Task details: Only the lines from the one containing "of the orange" through the end of the data are wanted, reproduced exactly and without pictures.

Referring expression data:
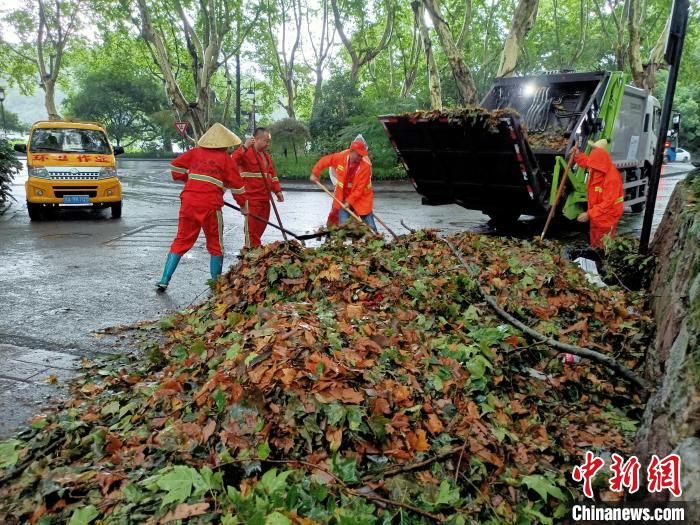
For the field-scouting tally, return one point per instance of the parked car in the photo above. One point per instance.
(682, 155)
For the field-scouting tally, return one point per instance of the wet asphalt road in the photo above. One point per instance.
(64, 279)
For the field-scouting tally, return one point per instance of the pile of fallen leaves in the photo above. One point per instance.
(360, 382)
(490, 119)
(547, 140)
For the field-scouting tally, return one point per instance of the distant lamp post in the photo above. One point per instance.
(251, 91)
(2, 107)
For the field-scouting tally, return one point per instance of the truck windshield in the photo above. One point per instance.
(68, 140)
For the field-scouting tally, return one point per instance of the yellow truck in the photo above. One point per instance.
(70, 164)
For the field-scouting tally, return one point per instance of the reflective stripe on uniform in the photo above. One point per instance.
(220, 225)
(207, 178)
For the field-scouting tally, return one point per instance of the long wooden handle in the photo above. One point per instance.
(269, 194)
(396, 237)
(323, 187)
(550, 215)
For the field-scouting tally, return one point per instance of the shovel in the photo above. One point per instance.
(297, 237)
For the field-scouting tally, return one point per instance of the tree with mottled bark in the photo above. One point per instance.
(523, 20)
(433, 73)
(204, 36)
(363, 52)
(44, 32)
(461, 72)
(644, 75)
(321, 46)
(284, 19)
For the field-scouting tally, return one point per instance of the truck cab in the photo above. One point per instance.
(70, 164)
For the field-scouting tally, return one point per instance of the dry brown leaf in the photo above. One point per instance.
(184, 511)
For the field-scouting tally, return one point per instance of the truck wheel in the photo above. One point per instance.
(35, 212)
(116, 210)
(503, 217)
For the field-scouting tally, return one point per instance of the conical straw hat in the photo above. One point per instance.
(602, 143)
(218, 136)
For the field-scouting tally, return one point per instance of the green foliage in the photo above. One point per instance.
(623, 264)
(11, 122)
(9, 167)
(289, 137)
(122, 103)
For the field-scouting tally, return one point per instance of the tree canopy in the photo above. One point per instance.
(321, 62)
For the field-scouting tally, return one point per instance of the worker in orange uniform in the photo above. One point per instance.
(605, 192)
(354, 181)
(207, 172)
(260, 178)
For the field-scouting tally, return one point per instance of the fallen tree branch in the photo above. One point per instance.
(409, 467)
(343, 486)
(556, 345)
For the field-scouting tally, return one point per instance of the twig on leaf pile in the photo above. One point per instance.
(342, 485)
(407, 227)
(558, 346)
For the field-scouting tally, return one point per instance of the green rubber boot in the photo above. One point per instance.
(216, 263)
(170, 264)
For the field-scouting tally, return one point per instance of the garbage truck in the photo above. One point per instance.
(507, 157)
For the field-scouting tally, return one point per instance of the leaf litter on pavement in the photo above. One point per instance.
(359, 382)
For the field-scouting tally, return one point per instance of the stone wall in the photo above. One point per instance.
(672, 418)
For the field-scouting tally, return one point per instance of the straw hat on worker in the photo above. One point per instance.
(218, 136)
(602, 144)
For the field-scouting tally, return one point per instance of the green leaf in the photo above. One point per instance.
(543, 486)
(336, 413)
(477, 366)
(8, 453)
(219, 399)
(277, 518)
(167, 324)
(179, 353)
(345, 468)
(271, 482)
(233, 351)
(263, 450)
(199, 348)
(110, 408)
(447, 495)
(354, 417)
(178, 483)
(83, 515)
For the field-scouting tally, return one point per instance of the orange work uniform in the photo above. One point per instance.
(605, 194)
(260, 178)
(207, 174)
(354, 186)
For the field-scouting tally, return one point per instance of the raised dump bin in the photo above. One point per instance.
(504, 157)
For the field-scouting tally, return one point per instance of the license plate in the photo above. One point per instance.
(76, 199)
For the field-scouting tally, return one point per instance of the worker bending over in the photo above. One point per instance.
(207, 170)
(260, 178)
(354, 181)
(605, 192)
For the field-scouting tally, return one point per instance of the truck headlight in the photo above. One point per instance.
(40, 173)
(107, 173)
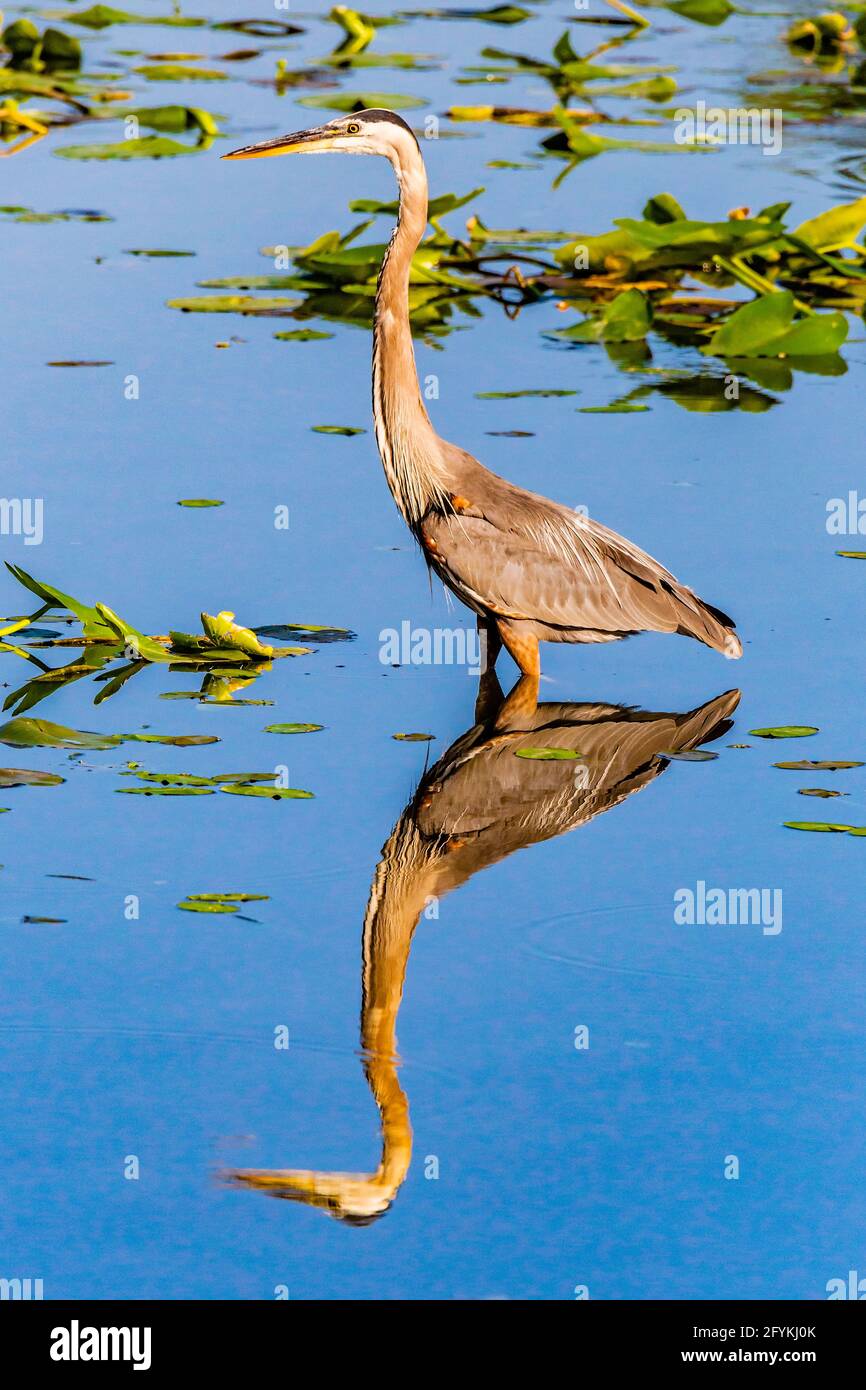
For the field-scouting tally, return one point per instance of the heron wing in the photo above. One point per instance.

Exercise solution:
For the field-scouting tally, return one point per instance of the orange work uniform in the photo above. One point per instance.
(605, 194)
(260, 178)
(207, 174)
(354, 186)
For the field-scouting tally, return one point per instance of the raised dump bin in the photo above. One point per instance.
(504, 157)
For the field-scouting tally, return one point per instance of the license plate in the photo above. One point per instance.
(76, 199)
For the field-scouting tally, return one point per instance of the worker bending over in the photo above. One point per instance.
(207, 170)
(260, 178)
(354, 181)
(605, 192)
For the field-scouting tally, return one point per instance of the truck headlight in the photo above. One point per instance.
(40, 173)
(107, 173)
For the field-scouting tally, return one point per instance of the heron wing in the photo above. One point per instance.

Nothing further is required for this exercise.